▶ **Document excerpt**
====================

Server always sends last known global state calculated by master monitor server (even in case when connection to master is not established).

Client can close connection at any time. If server wishes to terminate connection, it should send MsgClose message to client. Once client receives MsgClose it should close connection as soon as possible (with possibility of local resource cleanup). If client doesn’t close connection after configured timeout, server can close connection.

Component lifetime#

For most components, connection to local Monitor Server is mandatory for providing implemented functionality. Because of this, component usually connects to local Monitor Server during startup and preserves this active connection during entire component run lifetime. If this connection is closed for any reason, process also terminates. This behavior is not mandated.

Components which connect to Monitor Server participate in redundancy supervised by master Monitor Server. Redundancy utilizes two tokens, the one from blessing_req, said as request token, and the other from blessing_res, said as response token:

  • request token

    This token is controlled exclusively by master Monitor Server. Master gives “blessing for work” to a component by setting this token to an integer number. On the other hand, it revokes blessing by setting this token to None. If connection to master is not established, token’s value equals to None.

  • response token

    This token is controlled exclusively by client. Upon receiving request token component starts providing its functionality and sets response token to match the request token in order to signalize its activity. If, at any time, component stops its activity, it revokes token by setting it to None.

While component information has request and response tokens with the same same value, it means component is active. If, at any time, component losses blessing, that is, master revokes request token, component starts with stopping its activity. When component activity is stopped it indicates it by revoking the response token.

On behalf of ready property of blessing_res, each component informs whether it is ready to provide its functionality based on global state provided by local Monitor Server. While component is not ready, one does not expect that it gets the request token. In any case, component that is not ready never sets its response token.

Responsibility of each Monitor Server is to cache last known blessing_req associated with it’s local components. This information is provided to master Monitor Server thus enabling transfer of blessing_req state in cases of master switchover procedures.

Blessing algorithm#

Blessing algorithm determines value of each component’s request token and associated timestamp. This calculation is performed on master Monitor Server and should be executed each time any part of global state changes. This calculation should be integrated part of state change and thus provide global state consistency. That is, one can say that master Monitor Server blessed a component when it set its request token to an integer value.

====================

▶ **Given information**
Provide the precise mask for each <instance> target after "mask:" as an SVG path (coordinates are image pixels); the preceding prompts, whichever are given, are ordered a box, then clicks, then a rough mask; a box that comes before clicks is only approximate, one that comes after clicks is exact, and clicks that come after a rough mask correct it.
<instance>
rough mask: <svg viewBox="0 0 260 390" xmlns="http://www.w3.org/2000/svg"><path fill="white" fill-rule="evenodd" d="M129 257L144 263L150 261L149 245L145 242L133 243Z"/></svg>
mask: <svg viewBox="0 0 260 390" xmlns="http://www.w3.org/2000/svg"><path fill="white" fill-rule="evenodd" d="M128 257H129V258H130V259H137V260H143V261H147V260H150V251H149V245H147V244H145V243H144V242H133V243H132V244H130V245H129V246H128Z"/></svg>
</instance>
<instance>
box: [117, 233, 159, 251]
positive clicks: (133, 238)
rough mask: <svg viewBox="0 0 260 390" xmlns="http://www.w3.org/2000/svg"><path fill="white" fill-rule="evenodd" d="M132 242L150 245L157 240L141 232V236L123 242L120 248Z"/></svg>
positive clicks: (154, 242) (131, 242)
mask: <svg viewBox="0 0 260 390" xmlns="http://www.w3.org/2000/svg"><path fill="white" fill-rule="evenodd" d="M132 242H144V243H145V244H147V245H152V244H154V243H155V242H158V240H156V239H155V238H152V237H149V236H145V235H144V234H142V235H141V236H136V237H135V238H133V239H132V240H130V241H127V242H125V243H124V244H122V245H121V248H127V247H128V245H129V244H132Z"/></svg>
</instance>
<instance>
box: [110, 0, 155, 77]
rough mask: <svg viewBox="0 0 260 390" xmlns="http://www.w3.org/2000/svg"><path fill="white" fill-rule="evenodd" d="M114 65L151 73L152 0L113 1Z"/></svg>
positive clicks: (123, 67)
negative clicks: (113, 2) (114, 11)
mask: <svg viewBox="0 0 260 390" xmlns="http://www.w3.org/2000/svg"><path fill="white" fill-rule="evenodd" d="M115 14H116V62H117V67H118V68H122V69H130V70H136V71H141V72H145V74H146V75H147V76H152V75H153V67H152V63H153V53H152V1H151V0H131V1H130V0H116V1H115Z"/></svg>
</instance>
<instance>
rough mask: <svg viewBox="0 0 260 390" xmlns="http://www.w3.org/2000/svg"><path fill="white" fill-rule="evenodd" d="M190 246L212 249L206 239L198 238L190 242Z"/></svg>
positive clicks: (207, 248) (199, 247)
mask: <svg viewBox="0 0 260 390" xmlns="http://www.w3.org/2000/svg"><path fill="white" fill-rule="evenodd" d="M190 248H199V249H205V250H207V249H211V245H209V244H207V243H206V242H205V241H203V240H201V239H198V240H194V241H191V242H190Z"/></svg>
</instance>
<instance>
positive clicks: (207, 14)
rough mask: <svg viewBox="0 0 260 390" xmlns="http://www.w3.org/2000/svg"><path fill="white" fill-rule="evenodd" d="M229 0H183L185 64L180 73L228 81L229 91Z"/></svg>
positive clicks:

====================

▶ **About this exercise**
In the Monitor Server text above, what value does the request token take when the connection to the master is not established?

▶ **Reply**
The request token's value equals None.